The lines to reproduce run from the one containing "the tall metal" through the final line of the entries; write them out exactly and add nothing.

══════════════════════════════

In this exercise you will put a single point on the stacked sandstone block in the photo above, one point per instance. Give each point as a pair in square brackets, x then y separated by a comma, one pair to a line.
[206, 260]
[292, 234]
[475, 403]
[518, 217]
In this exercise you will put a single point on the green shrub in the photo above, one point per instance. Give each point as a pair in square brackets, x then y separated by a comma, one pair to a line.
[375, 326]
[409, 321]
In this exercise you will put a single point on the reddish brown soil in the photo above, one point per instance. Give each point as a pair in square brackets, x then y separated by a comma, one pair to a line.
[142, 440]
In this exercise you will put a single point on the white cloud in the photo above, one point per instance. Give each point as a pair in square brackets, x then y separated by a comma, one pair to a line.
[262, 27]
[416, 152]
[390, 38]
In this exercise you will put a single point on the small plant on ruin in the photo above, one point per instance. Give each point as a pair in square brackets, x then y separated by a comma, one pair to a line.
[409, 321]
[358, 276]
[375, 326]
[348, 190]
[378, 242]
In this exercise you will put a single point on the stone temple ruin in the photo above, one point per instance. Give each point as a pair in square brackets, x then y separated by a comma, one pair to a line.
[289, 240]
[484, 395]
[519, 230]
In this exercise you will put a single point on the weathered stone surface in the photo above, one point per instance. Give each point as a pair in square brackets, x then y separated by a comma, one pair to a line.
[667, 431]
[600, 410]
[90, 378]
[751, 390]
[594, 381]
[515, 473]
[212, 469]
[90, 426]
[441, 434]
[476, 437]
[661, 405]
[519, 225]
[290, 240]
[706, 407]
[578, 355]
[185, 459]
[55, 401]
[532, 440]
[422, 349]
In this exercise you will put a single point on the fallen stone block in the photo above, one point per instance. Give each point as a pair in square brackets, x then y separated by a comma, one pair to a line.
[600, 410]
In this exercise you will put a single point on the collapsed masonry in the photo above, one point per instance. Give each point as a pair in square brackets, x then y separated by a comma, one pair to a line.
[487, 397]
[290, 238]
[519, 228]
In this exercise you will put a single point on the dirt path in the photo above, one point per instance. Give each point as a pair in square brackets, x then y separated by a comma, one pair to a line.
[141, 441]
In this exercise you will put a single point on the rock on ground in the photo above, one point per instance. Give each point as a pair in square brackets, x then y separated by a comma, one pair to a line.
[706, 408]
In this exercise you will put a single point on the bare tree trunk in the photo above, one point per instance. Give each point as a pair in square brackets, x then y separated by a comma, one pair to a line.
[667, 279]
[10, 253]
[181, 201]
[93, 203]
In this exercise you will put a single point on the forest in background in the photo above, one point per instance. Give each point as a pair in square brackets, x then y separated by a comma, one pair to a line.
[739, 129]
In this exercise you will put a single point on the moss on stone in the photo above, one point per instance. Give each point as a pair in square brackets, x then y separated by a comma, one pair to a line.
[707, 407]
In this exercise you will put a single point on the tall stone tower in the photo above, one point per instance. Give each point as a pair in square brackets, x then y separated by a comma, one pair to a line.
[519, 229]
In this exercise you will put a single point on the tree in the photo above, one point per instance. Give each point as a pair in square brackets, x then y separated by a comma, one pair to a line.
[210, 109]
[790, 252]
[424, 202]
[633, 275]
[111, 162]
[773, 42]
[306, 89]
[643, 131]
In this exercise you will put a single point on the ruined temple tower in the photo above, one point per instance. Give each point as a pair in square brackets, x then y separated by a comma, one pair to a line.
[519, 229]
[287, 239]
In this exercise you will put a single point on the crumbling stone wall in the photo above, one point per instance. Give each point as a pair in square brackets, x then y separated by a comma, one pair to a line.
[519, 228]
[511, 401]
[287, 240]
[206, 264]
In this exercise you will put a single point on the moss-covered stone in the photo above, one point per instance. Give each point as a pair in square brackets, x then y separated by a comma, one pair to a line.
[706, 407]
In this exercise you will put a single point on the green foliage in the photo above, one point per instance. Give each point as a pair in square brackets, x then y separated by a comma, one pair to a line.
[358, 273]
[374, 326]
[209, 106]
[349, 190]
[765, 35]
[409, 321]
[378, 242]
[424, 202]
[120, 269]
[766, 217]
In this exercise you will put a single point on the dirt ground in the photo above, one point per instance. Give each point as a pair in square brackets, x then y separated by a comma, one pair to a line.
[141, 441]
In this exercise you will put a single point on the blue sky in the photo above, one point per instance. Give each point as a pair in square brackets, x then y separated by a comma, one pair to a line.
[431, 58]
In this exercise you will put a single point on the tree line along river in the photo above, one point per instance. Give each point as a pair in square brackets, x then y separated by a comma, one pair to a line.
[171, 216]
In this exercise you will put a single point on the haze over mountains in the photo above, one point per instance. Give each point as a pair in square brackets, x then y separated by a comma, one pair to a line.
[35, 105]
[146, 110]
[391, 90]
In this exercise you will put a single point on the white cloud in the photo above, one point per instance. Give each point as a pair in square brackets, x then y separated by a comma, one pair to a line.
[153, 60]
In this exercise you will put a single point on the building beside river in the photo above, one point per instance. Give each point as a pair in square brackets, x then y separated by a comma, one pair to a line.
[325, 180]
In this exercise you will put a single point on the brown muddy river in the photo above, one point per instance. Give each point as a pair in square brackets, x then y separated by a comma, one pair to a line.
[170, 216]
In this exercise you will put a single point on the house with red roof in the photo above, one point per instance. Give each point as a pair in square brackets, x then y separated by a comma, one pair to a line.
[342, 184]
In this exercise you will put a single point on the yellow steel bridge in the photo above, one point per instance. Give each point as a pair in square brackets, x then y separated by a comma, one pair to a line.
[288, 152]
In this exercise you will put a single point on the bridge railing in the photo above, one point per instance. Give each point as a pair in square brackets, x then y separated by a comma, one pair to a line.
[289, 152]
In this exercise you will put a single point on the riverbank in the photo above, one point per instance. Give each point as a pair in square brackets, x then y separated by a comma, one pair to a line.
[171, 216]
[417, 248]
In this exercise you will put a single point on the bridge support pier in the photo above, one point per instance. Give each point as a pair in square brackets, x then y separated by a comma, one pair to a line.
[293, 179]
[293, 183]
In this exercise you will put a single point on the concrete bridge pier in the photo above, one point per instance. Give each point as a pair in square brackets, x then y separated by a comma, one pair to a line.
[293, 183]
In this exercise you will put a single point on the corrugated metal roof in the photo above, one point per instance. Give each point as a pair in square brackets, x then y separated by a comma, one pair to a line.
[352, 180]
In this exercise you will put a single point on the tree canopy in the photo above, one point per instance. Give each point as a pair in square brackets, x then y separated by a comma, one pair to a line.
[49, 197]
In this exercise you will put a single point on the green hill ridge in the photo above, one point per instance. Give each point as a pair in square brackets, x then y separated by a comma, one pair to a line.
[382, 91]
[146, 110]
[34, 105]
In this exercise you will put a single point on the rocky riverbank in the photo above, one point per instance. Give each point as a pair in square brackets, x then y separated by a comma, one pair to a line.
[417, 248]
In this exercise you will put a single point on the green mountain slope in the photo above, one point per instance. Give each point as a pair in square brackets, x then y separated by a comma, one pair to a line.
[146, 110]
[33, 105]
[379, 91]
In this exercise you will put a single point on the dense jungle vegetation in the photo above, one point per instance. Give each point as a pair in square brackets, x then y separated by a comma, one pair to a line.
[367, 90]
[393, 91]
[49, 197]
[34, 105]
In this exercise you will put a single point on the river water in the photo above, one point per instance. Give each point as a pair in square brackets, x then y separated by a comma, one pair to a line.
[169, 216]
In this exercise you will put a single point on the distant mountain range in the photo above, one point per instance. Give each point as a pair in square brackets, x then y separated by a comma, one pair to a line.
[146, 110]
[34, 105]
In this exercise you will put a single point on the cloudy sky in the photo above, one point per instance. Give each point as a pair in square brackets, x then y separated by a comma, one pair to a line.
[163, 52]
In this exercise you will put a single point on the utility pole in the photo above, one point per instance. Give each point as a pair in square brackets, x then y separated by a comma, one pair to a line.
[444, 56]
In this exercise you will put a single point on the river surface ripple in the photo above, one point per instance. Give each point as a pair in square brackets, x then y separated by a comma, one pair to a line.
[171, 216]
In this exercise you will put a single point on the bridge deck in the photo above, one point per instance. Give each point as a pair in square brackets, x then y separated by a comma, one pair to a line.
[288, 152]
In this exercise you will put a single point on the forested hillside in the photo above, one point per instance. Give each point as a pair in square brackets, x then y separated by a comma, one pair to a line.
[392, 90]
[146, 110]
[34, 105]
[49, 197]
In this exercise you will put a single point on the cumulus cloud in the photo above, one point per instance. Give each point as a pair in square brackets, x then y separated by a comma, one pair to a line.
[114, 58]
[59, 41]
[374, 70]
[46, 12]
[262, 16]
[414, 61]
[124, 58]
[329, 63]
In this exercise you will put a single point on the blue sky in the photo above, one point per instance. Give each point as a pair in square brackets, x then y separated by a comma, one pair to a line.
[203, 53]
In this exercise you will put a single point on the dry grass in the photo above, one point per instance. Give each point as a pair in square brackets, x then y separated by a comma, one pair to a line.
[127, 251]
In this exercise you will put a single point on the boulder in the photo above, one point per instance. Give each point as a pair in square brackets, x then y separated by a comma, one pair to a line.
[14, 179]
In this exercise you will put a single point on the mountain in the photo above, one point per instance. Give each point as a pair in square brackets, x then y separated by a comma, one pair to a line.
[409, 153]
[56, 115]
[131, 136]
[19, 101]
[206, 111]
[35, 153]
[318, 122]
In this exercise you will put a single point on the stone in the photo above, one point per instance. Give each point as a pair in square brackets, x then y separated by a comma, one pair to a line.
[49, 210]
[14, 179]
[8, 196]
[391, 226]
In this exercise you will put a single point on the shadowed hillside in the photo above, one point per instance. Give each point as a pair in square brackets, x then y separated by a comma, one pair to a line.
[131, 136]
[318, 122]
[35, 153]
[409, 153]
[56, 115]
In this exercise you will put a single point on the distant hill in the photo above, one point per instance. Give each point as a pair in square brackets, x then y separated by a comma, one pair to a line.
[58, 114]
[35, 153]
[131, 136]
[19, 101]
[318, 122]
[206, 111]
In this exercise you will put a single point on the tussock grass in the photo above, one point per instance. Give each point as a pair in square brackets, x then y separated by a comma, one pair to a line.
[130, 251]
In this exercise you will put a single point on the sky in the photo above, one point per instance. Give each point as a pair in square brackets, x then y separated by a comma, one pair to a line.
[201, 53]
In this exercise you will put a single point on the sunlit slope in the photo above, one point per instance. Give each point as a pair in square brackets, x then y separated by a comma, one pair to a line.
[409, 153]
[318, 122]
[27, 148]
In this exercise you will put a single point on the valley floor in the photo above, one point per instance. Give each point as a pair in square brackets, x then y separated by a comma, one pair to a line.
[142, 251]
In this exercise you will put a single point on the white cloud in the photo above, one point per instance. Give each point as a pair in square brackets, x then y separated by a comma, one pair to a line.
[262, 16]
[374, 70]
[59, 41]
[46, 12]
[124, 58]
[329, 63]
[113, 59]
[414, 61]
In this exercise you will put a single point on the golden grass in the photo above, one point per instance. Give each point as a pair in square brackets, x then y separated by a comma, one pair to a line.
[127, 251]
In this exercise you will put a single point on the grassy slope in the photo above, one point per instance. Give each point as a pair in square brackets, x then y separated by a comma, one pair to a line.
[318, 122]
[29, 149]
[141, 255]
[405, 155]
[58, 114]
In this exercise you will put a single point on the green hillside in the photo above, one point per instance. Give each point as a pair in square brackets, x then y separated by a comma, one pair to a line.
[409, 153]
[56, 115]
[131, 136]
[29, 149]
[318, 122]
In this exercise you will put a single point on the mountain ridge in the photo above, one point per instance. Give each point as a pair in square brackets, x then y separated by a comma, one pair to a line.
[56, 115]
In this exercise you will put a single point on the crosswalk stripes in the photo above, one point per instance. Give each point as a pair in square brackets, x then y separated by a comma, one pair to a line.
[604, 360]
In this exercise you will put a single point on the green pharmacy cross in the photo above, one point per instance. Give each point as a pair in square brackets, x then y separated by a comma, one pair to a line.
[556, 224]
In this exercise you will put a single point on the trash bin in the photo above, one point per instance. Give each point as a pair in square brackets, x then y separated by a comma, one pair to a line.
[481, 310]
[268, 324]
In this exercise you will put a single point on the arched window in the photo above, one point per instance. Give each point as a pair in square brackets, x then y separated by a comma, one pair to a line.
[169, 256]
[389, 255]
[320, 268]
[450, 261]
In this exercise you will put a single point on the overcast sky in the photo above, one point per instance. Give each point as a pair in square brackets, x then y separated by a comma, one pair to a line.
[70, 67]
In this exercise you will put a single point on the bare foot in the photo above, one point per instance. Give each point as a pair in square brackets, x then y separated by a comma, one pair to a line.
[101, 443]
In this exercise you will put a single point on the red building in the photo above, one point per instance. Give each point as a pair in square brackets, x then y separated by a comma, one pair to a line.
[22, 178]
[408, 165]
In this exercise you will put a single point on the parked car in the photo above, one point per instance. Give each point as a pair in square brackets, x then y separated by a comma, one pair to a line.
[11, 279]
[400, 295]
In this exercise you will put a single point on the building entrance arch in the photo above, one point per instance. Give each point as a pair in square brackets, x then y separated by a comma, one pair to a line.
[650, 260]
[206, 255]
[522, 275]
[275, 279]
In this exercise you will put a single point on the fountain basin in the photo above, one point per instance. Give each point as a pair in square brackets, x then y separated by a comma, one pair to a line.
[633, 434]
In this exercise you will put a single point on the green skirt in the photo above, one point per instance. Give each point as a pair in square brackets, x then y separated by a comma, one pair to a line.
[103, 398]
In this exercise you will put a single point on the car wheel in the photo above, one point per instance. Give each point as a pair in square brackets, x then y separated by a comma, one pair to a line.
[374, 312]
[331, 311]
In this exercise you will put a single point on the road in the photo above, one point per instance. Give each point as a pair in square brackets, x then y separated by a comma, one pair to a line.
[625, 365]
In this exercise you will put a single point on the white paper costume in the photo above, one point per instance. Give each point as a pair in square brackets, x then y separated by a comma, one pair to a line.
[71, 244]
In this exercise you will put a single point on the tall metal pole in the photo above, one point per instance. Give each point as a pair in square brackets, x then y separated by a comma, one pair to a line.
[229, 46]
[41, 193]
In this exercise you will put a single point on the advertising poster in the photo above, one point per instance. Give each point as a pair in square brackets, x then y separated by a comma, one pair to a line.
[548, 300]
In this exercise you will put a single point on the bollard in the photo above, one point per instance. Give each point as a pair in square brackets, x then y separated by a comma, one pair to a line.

══════════════════════════════

— Written solution —
In this exercise you will put a single point on the tall metal pole in the photo above, one point per instance. Give each point as a pair in square brackets, x then y separated by a comma, one pair to a line.
[229, 46]
[41, 193]
In this exercise you will put a single point on the advertising poster in the photo above, one point per instance. Give each point as a pair in square brackets, x then y separated by a comma, one pair to a line.
[548, 300]
In this exercise you will put a single point on the bollard in the photo above, one point per instance. Give each point as a pair in square brackets, x then y separated by a comma, one pair to a line.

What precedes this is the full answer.